* **Data for the task**:

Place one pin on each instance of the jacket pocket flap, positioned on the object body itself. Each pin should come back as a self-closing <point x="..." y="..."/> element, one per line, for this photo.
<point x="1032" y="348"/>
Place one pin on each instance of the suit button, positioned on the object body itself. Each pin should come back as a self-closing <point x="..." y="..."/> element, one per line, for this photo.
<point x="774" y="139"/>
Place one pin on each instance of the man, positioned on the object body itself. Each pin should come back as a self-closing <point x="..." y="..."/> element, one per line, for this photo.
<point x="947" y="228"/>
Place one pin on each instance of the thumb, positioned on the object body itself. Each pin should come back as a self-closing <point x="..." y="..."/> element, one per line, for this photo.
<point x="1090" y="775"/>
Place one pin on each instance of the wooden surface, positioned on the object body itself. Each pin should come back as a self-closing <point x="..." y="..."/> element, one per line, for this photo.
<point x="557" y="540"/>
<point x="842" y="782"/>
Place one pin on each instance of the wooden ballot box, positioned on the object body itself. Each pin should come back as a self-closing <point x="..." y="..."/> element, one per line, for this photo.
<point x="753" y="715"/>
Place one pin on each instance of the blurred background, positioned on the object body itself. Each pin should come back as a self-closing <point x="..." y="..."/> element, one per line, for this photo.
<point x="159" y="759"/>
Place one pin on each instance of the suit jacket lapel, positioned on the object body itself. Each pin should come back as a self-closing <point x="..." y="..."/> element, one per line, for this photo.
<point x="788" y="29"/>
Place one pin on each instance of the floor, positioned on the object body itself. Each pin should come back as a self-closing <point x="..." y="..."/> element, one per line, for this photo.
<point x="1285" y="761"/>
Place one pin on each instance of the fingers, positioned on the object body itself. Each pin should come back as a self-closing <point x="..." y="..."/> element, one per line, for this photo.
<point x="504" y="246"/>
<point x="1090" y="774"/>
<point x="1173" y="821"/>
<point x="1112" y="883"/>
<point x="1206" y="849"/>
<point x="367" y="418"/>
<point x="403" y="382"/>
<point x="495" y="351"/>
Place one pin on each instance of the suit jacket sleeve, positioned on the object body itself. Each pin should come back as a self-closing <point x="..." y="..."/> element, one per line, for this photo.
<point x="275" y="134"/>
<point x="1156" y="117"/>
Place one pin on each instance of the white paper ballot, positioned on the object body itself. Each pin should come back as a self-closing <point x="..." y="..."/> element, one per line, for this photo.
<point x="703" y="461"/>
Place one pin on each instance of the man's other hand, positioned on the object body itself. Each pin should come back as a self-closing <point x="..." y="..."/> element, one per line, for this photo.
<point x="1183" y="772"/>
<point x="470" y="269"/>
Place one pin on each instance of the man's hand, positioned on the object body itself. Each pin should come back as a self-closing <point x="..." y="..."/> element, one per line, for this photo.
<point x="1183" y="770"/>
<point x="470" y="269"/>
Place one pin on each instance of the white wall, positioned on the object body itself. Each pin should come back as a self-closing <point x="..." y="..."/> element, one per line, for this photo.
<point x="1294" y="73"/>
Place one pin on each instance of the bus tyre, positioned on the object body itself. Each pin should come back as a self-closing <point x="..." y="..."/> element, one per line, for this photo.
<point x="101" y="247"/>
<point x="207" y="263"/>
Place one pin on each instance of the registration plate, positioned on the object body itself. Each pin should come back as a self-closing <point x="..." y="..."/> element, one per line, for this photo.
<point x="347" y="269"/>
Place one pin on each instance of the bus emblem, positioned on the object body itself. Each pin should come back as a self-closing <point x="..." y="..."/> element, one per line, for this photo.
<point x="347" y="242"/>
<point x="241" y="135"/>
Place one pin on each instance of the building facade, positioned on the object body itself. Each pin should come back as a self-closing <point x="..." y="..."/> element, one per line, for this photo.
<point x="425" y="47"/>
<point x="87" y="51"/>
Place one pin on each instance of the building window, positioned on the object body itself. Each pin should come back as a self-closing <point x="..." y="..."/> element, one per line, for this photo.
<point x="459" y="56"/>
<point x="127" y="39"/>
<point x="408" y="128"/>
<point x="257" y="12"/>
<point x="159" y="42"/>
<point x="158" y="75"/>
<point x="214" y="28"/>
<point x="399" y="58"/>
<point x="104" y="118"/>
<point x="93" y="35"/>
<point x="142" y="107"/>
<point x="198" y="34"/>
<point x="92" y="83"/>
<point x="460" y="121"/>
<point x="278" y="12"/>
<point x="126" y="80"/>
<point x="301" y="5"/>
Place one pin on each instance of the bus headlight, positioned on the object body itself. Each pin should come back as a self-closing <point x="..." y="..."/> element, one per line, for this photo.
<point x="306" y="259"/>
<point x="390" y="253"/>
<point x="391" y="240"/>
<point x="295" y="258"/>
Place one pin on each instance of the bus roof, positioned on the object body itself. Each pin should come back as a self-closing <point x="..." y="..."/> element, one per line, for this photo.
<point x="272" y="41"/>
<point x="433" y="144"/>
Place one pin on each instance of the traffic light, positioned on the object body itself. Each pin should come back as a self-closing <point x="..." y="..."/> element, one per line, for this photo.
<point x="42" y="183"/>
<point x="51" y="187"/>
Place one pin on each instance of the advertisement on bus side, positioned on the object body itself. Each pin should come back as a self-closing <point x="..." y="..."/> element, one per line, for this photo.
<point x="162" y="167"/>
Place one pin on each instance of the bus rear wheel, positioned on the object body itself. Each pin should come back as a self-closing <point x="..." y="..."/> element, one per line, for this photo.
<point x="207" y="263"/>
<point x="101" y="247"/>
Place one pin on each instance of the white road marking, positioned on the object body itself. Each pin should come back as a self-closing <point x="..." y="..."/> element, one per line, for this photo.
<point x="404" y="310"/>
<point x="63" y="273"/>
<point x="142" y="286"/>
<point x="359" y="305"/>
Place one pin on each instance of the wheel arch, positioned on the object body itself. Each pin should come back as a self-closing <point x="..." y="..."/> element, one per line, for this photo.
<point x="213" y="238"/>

* **Exercise instructions**: From the listing above, reproduce all the lines exactly.

* **Complete output**:
Place one pin on each instance of the jacket pocket flap, positioned on the object body itself. Each pin should come back as a self-closing <point x="..." y="..."/> element, one per line, for this photo.
<point x="1032" y="348"/>
Place one pin on each instance of the suit button, positioned on the object body itself. Each pin should come back as a self-closing <point x="..." y="..."/> element, one per line, for this photo.
<point x="774" y="139"/>
Place one pin on each instance of the man, positioned on the object body itself. Each pin should come back as a self-closing <point x="..." y="..."/> element, one per line, for this photo.
<point x="947" y="228"/>
Place one pin on each instance of the thumb, positioned on the object body itself. Each pin should come back as a self-closing <point x="..." y="..."/> element, one per line, for this photo.
<point x="1090" y="775"/>
Place one pin on each instance of the wooden surface, positioned on the object body itself. Each pin should come back as a self-closing <point x="..." y="..."/> element, one per line, for this photo.
<point x="557" y="540"/>
<point x="842" y="782"/>
Place one pin on each instance of the wooden ballot box, positioned on the object body itself. Each pin should come back as a self-closing <point x="..." y="..."/> element, one per line, for this photo.
<point x="753" y="715"/>
Place one pin on each instance of the blurred background, positioned on the object body itself. Each pin should come back as a self-closing <point x="..." y="..."/> element, one per line, for this photo.
<point x="159" y="759"/>
Place one pin on each instance of the suit jacket lapel, positioned on the object body itself. Each pin should come back as a self-closing <point x="..." y="..."/> element, one per line, for this photo.
<point x="788" y="29"/>
Place one pin on each instance of the floor, positioned on the object body itself. Each pin should come back as a self-closing <point x="..." y="..."/> element, one per line, for this photo.
<point x="1285" y="761"/>
Place one pin on each instance of the fingers, positioned on the object body itself. Each pin should come back as a self-closing <point x="..." y="..."/> element, one per line, for this photo.
<point x="504" y="246"/>
<point x="1090" y="774"/>
<point x="1173" y="821"/>
<point x="1112" y="883"/>
<point x="1206" y="849"/>
<point x="367" y="418"/>
<point x="403" y="382"/>
<point x="495" y="351"/>
Place one pin on each instance of the suit jacket sleeve, positioned on the object body itself. Each pin should come back as a self-closing <point x="..." y="..."/> element, one per line, for this photo.
<point x="275" y="134"/>
<point x="1156" y="117"/>
Place one pin on each instance of the white paper ballot, positioned on the object body itself. Each pin should come back as a self-closing <point x="..." y="..."/> element, one per line, for this photo.
<point x="703" y="461"/>
Place one pin on each instance of the man's other hand, positioned on the object body itself. Each pin should come back as a self-closing <point x="..." y="..."/> element, one per line, for this photo.
<point x="1183" y="772"/>
<point x="470" y="269"/>
Place one pin on each instance of the man's hand, positioned on the object body itself. Each pin should come back as a self-closing <point x="..." y="..."/> element, one per line, for this photo.
<point x="1183" y="770"/>
<point x="470" y="269"/>
Place one pin on each instance of the white wall, positioned on the object body itself. Each pin should come back as a self-closing <point x="..." y="..."/> element, one per line, for this photo.
<point x="1294" y="73"/>
Place one pin on each instance of the bus tyre, positioned on the object body itself. Each pin should come back as a self-closing <point x="..." y="..."/> element, one per line, for this photo.
<point x="101" y="247"/>
<point x="207" y="263"/>
Place one pin on each instance of the registration plate, positioned on the object body itself. Each pin should come back as a self-closing <point x="..." y="..."/> element, one per line, for this photo.
<point x="347" y="269"/>
Place one pin on each instance of the bus emblem, positioned on the object body itself. Each pin should come back as a self-closing <point x="..." y="..."/> element, one per line, for this photo.
<point x="347" y="242"/>
<point x="241" y="135"/>
Place one pin on each instance of the building facade, positioned on the object body itself. Each pin should come back as a self-closing <point x="..." y="..."/> element, one per line, for this photo.
<point x="425" y="47"/>
<point x="87" y="51"/>
Place one pin on each instance of the building window, positioned on the object body itself. Each pin should come back as a self-closing <point x="..." y="..."/> element, one per line, for this photo.
<point x="459" y="56"/>
<point x="127" y="39"/>
<point x="408" y="128"/>
<point x="257" y="12"/>
<point x="159" y="42"/>
<point x="158" y="75"/>
<point x="214" y="28"/>
<point x="399" y="58"/>
<point x="104" y="118"/>
<point x="93" y="35"/>
<point x="142" y="107"/>
<point x="198" y="34"/>
<point x="92" y="83"/>
<point x="460" y="121"/>
<point x="278" y="12"/>
<point x="126" y="80"/>
<point x="301" y="5"/>
Place one pin on each instance of the bus headlight, positioned on the object body itself. Each pin should come back as a self-closing <point x="..." y="..."/> element, one per line, for this photo.
<point x="306" y="259"/>
<point x="390" y="253"/>
<point x="391" y="240"/>
<point x="295" y="258"/>
Place one pin on each instance of the bus roof, positioned on the object body itself. Each pin should come back as a self-closing <point x="..." y="..."/> element, one per line, for this photo.
<point x="272" y="41"/>
<point x="433" y="144"/>
Place one pin on each instance of the traffic light, positioned on the object body itself. Each pin should come back as a self-closing <point x="..." y="..."/> element, one per line, for this photo.
<point x="42" y="183"/>
<point x="51" y="187"/>
Place one pin on each instance of the advertisement on bus side, positioned on the object body itself. Each pin should come back as a self-closing <point x="..." y="..."/> element, one per line, for this photo.
<point x="162" y="167"/>
Place one pin on each instance of the bus rear wheel, positioned on the object body itself. Each pin should come back as a self-closing <point x="..." y="..."/> element, one per line, for this photo.
<point x="207" y="263"/>
<point x="101" y="247"/>
Place one pin on each instance of the white road marking, positioned on the object body itself. Each pin should come back as a self-closing <point x="..." y="..."/> element, one per line, for this photo.
<point x="404" y="310"/>
<point x="63" y="273"/>
<point x="142" y="286"/>
<point x="359" y="305"/>
Place one pin on each instance of the wheel arch, positioned on the object body itself. Each pin should come back as a self-closing <point x="..." y="..."/> element, one per line, for this photo.
<point x="213" y="238"/>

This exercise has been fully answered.